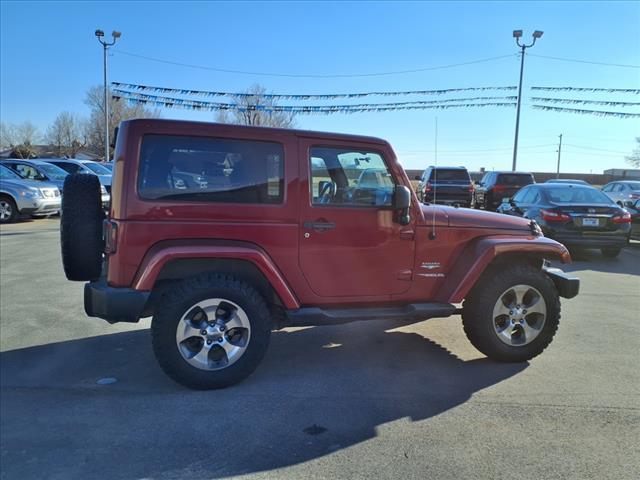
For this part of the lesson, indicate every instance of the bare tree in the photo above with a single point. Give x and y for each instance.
(66, 134)
(19, 138)
(634, 158)
(249, 115)
(119, 110)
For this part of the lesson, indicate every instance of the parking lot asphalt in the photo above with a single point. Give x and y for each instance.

━━━━━━

What the task asks
Quote the records above exactly, leaving out any pictures.

Answer to the exercise
For this part of the lesson, indicate every instance of the bare tree in the photo above with a single point. Give x and y for each instance.
(66, 134)
(19, 138)
(634, 158)
(249, 115)
(119, 110)
For this part of the lesson, indicate every instance of the parking lot asphalt in the photo above with a single point. Give x and y for each instance.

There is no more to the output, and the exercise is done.